--- Materiale da elaborare ---
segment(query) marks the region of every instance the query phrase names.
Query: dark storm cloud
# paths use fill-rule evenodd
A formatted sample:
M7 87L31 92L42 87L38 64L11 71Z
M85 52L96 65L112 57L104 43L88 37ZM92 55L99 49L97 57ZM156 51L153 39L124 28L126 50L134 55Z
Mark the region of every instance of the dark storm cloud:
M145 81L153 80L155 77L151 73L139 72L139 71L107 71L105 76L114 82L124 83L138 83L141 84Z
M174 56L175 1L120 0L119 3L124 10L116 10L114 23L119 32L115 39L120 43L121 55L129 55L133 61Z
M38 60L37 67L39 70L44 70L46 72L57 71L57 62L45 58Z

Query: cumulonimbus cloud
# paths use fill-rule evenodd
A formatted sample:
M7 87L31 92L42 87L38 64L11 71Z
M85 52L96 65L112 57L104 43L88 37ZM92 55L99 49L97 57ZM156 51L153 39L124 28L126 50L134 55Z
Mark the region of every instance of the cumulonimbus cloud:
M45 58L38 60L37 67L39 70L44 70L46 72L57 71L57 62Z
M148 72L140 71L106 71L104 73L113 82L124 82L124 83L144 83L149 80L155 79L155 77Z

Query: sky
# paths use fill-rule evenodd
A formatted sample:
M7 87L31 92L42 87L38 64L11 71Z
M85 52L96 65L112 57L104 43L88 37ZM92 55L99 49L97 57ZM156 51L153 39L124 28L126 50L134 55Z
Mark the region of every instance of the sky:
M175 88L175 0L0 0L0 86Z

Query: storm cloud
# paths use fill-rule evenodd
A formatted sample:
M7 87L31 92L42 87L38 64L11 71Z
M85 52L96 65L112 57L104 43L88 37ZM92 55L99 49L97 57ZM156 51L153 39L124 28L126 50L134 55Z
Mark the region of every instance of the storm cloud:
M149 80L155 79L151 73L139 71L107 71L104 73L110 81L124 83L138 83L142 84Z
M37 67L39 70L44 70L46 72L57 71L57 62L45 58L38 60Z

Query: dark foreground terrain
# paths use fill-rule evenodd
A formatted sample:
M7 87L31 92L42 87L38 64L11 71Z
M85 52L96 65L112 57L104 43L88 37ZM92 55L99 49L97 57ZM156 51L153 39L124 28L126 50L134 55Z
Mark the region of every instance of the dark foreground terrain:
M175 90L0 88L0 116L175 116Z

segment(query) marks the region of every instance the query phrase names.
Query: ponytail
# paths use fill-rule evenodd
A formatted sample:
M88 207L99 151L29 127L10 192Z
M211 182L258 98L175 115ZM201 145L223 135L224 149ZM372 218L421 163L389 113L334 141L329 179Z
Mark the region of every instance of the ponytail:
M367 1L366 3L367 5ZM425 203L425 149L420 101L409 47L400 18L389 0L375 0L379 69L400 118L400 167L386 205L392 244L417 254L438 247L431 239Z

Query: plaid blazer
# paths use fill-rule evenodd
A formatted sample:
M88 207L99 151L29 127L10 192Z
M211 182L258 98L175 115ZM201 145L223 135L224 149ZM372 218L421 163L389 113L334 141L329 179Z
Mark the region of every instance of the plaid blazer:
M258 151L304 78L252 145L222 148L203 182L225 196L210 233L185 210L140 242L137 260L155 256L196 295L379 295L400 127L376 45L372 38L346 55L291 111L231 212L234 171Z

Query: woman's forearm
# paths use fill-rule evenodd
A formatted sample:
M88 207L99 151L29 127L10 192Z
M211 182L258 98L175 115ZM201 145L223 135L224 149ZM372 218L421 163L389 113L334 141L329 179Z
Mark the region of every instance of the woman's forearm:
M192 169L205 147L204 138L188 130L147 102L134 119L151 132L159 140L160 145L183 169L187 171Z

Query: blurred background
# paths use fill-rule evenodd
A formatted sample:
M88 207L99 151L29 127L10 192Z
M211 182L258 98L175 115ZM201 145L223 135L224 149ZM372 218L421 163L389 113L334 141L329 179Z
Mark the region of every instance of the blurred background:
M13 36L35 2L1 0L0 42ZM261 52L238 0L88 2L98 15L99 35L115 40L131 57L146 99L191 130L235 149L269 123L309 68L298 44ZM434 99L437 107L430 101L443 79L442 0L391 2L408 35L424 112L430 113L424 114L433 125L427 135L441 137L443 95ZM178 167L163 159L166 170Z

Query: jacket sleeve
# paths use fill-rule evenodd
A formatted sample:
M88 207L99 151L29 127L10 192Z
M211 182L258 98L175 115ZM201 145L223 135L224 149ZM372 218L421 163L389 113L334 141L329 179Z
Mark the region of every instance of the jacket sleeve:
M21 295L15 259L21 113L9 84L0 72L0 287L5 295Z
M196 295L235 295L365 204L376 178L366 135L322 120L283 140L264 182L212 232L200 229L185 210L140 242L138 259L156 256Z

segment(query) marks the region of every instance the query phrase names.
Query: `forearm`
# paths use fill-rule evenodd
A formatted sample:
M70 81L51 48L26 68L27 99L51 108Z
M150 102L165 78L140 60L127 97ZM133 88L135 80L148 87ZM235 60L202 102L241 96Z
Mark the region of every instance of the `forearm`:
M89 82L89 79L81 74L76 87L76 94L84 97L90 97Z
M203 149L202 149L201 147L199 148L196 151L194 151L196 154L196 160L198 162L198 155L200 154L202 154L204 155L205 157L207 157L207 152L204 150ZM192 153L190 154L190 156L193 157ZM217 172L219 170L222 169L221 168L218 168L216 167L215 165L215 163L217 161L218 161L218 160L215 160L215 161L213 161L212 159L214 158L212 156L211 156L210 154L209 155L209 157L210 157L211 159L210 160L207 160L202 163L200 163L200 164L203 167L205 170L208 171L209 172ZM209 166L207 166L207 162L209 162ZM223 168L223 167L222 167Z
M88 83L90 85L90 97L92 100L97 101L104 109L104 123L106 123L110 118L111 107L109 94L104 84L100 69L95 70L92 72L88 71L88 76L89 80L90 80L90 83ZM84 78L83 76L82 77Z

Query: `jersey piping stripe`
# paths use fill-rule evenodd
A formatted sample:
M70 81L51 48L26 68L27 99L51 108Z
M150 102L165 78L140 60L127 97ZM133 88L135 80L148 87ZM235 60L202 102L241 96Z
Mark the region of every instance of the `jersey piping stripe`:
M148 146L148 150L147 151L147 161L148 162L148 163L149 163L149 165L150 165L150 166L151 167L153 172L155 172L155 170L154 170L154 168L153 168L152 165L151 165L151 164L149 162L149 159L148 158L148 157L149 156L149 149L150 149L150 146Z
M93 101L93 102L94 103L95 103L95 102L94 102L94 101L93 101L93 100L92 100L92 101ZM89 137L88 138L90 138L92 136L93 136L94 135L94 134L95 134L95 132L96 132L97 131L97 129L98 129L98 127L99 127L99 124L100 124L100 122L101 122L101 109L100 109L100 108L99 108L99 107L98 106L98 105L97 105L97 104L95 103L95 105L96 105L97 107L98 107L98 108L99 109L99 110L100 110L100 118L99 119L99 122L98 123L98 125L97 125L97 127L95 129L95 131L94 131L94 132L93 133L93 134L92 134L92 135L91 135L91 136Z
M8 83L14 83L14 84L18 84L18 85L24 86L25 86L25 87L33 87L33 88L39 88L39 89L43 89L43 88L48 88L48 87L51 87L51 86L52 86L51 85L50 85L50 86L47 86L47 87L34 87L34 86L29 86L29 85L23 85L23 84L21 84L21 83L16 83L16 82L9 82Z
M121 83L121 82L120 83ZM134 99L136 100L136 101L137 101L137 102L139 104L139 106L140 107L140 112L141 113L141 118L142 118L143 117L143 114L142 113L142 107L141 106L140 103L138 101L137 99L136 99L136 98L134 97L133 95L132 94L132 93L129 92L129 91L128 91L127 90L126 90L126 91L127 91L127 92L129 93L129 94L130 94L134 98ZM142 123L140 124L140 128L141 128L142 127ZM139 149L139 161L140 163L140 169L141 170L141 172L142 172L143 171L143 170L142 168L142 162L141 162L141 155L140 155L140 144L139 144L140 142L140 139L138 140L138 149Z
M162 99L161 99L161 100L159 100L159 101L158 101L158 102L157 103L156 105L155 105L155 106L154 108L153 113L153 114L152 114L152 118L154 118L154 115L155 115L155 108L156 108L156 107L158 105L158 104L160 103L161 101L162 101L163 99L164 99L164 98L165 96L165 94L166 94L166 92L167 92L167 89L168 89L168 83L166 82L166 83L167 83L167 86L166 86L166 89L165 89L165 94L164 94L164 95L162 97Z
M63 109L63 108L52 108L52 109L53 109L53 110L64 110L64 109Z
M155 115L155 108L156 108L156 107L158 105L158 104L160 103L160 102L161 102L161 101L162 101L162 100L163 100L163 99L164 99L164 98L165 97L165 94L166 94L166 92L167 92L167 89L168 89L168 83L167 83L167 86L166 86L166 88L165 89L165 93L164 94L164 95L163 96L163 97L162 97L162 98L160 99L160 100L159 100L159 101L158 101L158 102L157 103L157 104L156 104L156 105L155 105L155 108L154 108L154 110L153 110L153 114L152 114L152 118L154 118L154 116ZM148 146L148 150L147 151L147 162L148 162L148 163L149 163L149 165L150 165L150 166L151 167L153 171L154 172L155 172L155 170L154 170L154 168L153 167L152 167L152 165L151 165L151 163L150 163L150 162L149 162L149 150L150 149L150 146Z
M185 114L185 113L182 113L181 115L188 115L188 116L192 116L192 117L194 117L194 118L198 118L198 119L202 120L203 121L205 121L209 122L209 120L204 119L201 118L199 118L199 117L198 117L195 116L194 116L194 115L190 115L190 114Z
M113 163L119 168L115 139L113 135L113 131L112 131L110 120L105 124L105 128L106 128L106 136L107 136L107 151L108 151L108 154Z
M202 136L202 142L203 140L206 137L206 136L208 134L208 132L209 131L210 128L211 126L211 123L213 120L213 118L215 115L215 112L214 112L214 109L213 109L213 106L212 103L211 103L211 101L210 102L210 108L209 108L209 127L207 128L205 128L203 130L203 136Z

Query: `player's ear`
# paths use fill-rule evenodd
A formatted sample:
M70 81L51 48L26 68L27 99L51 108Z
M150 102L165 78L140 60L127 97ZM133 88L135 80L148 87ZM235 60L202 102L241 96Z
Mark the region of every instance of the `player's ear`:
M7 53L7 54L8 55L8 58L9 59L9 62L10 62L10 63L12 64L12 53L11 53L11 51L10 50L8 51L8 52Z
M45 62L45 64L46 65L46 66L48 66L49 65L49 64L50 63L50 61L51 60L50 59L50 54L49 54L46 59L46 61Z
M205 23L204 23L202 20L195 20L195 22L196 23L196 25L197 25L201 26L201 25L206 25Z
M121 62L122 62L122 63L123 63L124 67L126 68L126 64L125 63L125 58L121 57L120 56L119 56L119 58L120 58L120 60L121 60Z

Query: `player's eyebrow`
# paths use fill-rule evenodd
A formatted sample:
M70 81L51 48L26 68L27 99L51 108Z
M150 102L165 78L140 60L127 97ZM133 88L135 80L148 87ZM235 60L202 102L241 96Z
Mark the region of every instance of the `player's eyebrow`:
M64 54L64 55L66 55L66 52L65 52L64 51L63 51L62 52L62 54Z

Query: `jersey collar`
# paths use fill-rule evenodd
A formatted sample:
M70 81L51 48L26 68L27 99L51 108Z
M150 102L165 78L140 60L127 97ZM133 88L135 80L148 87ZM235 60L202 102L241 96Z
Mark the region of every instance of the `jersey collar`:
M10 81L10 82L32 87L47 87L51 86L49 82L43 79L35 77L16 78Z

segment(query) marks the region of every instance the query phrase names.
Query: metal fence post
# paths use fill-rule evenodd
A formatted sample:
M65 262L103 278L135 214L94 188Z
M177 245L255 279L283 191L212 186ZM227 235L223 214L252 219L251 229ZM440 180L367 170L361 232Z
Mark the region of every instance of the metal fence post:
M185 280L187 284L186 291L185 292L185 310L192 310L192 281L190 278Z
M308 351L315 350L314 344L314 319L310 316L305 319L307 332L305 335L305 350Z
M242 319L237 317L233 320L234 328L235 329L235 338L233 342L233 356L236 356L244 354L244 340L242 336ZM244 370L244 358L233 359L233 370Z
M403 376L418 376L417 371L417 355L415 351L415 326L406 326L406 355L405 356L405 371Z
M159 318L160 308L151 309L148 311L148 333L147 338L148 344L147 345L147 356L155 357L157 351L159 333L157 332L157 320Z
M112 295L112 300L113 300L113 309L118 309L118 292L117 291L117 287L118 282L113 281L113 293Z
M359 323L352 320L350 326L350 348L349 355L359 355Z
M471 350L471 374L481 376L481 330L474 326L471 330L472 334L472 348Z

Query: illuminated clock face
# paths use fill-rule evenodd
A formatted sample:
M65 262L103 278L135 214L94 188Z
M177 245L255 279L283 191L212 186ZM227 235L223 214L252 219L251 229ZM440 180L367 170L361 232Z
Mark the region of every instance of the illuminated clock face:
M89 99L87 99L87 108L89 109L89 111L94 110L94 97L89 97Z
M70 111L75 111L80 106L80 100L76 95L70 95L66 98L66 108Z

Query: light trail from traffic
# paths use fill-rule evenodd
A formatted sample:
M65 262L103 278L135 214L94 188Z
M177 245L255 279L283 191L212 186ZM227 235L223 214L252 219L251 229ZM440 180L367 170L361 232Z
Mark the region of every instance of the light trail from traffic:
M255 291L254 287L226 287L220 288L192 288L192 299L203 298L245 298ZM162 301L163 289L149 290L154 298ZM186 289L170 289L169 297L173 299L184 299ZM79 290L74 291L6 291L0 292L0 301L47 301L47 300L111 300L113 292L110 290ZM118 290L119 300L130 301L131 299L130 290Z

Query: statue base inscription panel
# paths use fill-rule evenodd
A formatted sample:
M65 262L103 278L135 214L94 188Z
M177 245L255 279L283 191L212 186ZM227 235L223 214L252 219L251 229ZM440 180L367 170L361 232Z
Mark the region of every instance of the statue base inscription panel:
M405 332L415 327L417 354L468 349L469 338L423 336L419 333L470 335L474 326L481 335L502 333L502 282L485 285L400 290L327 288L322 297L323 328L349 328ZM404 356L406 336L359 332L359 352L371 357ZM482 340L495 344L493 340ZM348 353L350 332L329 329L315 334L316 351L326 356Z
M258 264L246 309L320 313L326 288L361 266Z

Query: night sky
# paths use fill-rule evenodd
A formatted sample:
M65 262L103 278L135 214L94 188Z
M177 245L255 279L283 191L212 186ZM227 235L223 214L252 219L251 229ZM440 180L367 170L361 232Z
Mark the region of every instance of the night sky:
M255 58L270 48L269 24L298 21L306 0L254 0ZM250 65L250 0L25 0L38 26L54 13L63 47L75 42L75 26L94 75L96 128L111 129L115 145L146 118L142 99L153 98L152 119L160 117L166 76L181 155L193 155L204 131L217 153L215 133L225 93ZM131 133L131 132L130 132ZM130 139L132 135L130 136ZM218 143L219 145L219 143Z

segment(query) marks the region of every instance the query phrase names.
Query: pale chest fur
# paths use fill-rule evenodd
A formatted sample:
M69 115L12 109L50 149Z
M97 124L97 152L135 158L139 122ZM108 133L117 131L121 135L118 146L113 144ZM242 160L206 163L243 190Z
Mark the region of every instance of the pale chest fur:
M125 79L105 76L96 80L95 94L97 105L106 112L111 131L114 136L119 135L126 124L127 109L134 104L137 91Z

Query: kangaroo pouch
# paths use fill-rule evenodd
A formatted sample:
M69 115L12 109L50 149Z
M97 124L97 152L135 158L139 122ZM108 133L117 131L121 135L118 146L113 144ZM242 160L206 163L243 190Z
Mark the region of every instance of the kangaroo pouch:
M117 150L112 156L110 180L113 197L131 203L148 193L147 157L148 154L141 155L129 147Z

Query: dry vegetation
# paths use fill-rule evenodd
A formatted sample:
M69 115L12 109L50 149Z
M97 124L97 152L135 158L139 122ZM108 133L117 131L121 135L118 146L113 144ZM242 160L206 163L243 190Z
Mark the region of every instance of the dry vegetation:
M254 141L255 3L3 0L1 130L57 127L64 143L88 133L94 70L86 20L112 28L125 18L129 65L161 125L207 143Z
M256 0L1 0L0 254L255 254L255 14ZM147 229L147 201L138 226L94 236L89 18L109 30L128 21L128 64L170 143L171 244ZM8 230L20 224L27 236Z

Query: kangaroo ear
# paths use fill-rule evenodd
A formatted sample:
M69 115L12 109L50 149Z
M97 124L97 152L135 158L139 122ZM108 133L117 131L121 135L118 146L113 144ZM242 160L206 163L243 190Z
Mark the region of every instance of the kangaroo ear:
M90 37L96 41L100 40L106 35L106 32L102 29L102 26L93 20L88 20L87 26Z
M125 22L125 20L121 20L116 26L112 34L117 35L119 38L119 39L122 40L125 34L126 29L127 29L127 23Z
---
> **Problema assegnato**
Trascrivi in forma di elenco numerato i dati, partendo dall'inizio e arrivando fino alla riga che contiene "M148 72L140 71L106", inclusa. Tralascia le righe vuote.

> **Risposta attesa**
1. segment(query) marks the region of every instance the query phrase names.
2. Query: dark storm cloud
3. # paths use fill-rule evenodd
4. A formatted sample:
5. M7 87L31 92L42 87L38 64L11 71Z
6. M85 52L96 65L112 57L104 43L88 37ZM92 55L99 49L97 57ZM156 51L153 39L124 28L126 50L134 55Z
7. Mark the region of every instance of the dark storm cloud:
8. M145 81L153 80L155 77L151 73L139 72L139 71L107 71L105 76L114 82L124 83L138 83L141 84Z
9. M174 56L175 1L120 0L119 3L124 10L116 10L114 23L119 32L115 39L120 43L121 55L129 55L133 61Z
10. M38 60L37 67L39 70L44 70L46 72L57 71L57 62L45 58Z
11. Query: cumulonimbus cloud
12. # paths use fill-rule evenodd
13. A formatted sample:
14. M7 87L31 92L42 87L38 64L11 71Z
15. M85 52L96 65L112 57L104 43L88 37ZM92 55L99 49L97 57ZM156 51L153 39L124 28L126 50L134 55Z
16. Mark the region of every instance of the cumulonimbus cloud:
17. M45 58L38 60L37 67L39 70L44 70L46 72L57 71L57 62Z
18. M148 72L140 71L106 71L104 73L113 82L124 82L124 83L144 83L149 80L155 79L155 77Z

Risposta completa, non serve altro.